╭─ DATASET CONTENT
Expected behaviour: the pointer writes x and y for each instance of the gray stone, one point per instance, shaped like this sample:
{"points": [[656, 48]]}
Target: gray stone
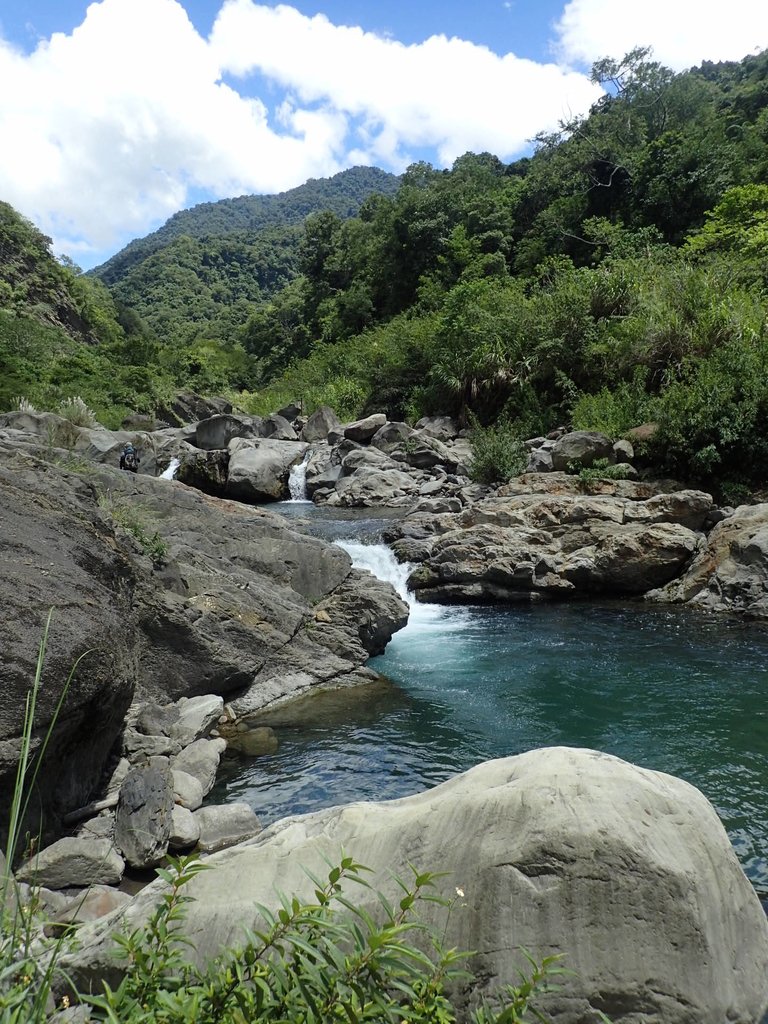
{"points": [[390, 434], [442, 427], [583, 448], [278, 427], [154, 720], [187, 791], [95, 902], [142, 818], [259, 470], [184, 828], [363, 430], [74, 862], [225, 825], [217, 431], [197, 716], [252, 741], [201, 760], [627, 871]]}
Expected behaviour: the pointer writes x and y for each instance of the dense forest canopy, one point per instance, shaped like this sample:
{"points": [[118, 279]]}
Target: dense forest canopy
{"points": [[617, 275]]}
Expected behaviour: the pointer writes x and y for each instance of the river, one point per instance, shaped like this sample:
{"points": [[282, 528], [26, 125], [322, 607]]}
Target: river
{"points": [[662, 687]]}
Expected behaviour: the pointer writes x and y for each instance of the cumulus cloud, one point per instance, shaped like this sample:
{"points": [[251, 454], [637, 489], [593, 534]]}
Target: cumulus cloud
{"points": [[682, 33], [105, 130]]}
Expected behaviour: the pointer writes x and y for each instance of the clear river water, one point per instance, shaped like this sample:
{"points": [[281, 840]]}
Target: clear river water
{"points": [[662, 687]]}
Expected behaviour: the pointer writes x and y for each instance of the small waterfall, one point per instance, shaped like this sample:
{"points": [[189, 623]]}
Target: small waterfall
{"points": [[297, 479], [168, 474], [379, 560]]}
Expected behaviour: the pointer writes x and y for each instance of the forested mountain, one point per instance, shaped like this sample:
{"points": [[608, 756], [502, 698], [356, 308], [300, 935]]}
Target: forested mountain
{"points": [[620, 274], [199, 274]]}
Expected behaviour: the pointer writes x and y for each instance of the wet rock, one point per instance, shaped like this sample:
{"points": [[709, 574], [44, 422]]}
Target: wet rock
{"points": [[201, 760], [221, 826], [74, 862], [184, 828], [187, 791], [142, 818], [196, 717]]}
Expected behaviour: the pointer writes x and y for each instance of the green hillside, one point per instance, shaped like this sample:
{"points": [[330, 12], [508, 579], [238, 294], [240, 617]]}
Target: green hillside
{"points": [[617, 275], [198, 275]]}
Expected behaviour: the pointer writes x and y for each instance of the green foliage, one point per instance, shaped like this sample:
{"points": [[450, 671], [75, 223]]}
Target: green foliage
{"points": [[327, 960], [135, 519], [498, 454], [29, 960]]}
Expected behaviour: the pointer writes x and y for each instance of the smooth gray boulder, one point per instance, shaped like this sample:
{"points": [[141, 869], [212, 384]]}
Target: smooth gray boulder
╰─
WHAT TO PRODUCE: Copy all of the records above word for word, leaving out the pictures.

SOLUTION TO THIS EXERCISE:
Expected behaviour: the pointer writes x and y for each instance of the gray stone, one point per instance, shaped like this sample:
{"points": [[656, 48]]}
Target: gray stone
{"points": [[390, 434], [442, 427], [583, 448], [278, 427], [154, 720], [187, 791], [95, 902], [142, 818], [259, 470], [184, 828], [363, 430], [74, 862], [225, 825], [217, 431], [197, 716], [252, 741], [201, 760], [627, 871]]}
Expected behaviour: the pointer writes x and y for each instance of the dense forest canopy, one point per instance, shaped like this sample:
{"points": [[118, 279]]}
Target: dense forest canopy
{"points": [[617, 275]]}
Expected behaviour: the pointer writes x and y for each instance of the river, one point per instance, shaped like this sample:
{"points": [[282, 528], [26, 125], [322, 607]]}
Target: river
{"points": [[662, 687]]}
Expected behaviour: the pointer writes x and y for each instance of the cumulus cloud, one point per instance, shaped like this sample:
{"points": [[251, 454], [637, 489], [593, 534]]}
Target: cumulus cloud
{"points": [[682, 33], [105, 130]]}
Expected behaviour: the pointer writes x and y for each instance of the clear river water, one point per instance, shaped like this sample:
{"points": [[281, 840]]}
Target: clear river water
{"points": [[662, 687]]}
Expected behaviour: the pointer writes x and y for each instance of the small waterfall, one point per instance, shaped like this sample:
{"points": [[189, 623]]}
Target: small waterfall
{"points": [[297, 479], [168, 474], [379, 560]]}
Expected behaviour: the pointer writes x and y for each instance of the forested mountain, one point per instance, shaped like this sample:
{"points": [[608, 756], [502, 698], [356, 308], [300, 935]]}
Target: forested mountain
{"points": [[620, 274], [199, 274]]}
Expected behaviour: the pointer writes x and y for each instance of the wet rock, one point per instance, shaped like this sample:
{"points": [[709, 574], [44, 422]]}
Target: wet rock
{"points": [[201, 760], [221, 826], [74, 862], [184, 828], [187, 791], [142, 818], [196, 717]]}
Expected behaviour: the pointer writes x and y for each instance of the green hillside, one point per instance, shaped like this sample:
{"points": [[330, 12], [508, 579], [238, 294], [240, 617]]}
Target: green hillside
{"points": [[617, 275], [198, 275]]}
Expected behaviour: the pointer writes x and y for each instance of the green foliage, one point per instance, shaped like this sample:
{"points": [[450, 671], [75, 223]]}
Target: green foliage
{"points": [[327, 960], [135, 519], [498, 454], [29, 960]]}
Expected behaviour: the pointer writes x and y for each instance of the smooth gray boulder, one point per instance, shaped like this sample:
{"points": [[141, 869], [212, 384]]}
Target: smooth gray boulder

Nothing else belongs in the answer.